Reproduce verbatim the lines in the entries below, starting with the line that contains "The function MUST return, for every instance of the shuttered" and continuing through the line that contains "[[741, 193]]", with both of those lines included. Output only those lines.
[GIVEN ENTRIES start]
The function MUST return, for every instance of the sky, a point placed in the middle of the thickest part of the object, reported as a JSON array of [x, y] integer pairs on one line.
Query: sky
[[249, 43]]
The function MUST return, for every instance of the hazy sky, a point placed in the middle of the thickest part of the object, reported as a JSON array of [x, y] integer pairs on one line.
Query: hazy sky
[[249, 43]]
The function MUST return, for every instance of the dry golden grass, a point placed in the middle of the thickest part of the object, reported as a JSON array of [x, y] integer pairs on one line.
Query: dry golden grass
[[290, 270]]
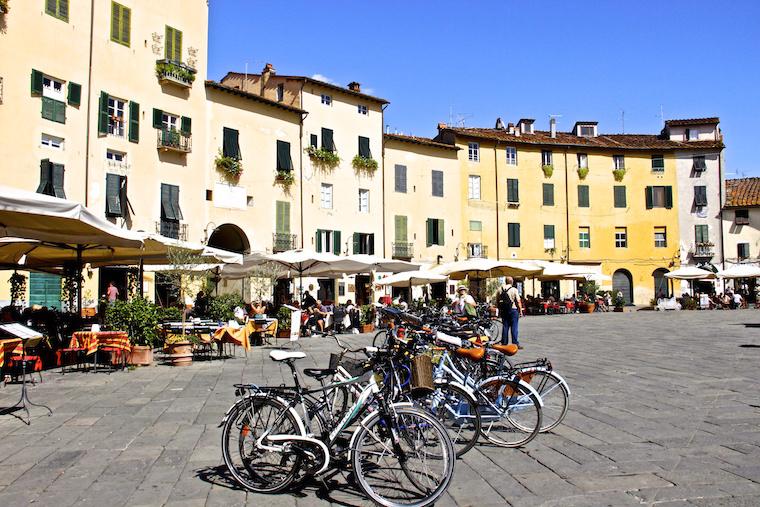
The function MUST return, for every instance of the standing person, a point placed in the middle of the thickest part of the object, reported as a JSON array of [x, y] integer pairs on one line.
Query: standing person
[[510, 309]]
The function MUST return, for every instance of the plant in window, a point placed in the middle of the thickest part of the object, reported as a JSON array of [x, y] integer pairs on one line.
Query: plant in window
[[230, 166], [323, 158], [364, 164]]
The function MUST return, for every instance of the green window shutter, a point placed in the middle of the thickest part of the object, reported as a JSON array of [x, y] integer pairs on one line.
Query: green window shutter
[[230, 145], [284, 162], [36, 82], [103, 114], [364, 147], [134, 122], [75, 94], [186, 125]]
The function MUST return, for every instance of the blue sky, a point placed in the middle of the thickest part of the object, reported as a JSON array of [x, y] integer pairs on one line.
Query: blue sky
[[473, 61]]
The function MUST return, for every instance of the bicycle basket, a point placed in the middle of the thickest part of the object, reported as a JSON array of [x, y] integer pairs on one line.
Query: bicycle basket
[[422, 375]]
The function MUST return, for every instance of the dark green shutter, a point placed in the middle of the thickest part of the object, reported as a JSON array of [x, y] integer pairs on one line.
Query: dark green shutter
[[103, 114], [158, 118], [75, 94], [134, 122]]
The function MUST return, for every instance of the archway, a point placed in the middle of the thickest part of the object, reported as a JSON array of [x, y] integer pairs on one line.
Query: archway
[[230, 237], [622, 282], [661, 286]]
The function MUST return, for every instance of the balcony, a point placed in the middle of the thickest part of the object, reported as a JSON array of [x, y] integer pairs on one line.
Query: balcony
[[402, 250], [174, 140], [282, 242], [172, 229], [175, 73]]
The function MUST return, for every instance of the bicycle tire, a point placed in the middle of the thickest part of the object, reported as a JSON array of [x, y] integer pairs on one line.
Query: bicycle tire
[[240, 429], [410, 424]]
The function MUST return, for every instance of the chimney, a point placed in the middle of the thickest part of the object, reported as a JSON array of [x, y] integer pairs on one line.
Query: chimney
[[266, 73]]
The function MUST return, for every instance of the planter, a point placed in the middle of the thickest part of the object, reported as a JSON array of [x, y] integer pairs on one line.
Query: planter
[[141, 355], [180, 353]]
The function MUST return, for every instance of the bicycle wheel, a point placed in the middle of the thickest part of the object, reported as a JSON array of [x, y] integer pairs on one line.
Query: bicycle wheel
[[254, 468], [554, 394], [458, 411], [510, 414], [413, 472]]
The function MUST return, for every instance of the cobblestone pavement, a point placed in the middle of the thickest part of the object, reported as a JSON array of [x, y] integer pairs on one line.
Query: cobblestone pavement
[[665, 410]]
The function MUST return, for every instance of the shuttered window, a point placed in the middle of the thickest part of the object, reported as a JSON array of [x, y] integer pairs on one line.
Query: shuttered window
[[400, 178], [284, 162], [120, 23]]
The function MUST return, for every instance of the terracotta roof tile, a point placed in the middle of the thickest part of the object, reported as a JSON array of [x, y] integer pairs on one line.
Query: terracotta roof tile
[[741, 193]]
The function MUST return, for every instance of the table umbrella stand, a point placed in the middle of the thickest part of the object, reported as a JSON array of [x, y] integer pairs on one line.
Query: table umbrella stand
[[24, 400]]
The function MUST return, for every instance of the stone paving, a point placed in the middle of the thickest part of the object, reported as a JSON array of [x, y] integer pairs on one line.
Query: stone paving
[[665, 411]]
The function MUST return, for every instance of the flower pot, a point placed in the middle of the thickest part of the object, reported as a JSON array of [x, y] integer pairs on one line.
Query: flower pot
[[180, 353], [141, 355]]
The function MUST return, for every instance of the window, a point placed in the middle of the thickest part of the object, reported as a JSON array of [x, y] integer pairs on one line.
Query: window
[[173, 48], [660, 237], [513, 234], [513, 191], [621, 237], [51, 141], [51, 179], [658, 163], [58, 9], [620, 198], [473, 187], [700, 234], [549, 243], [548, 191], [437, 177], [116, 117], [583, 200], [698, 163], [511, 155], [120, 23], [546, 157], [400, 178], [435, 232], [659, 197], [584, 237], [325, 196], [473, 152], [363, 200]]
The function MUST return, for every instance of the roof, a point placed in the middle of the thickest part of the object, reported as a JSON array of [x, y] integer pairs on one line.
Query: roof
[[743, 192], [603, 141], [252, 96], [693, 121], [320, 83], [425, 141]]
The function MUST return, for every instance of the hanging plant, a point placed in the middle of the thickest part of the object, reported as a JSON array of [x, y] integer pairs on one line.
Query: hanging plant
[[323, 158], [18, 289], [364, 164]]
[GIVEN ENTRIES end]
**ANSWER FOR THE TASK**
The function MUST return, for every instance of the shuttered window, a point placed in the middle of the thickest part of the object, reported as a JSON array of [x, y] integer pairs on one line.
Query: shuttered window
[[400, 178], [284, 162], [120, 23]]
The function MUST return, for every instance of the terracotta roof tile, a point placed in the middle of the thickest part of the object, reported as a JSON array of [x, y] integer pairs on one line.
Query: terracotta roof tile
[[741, 193]]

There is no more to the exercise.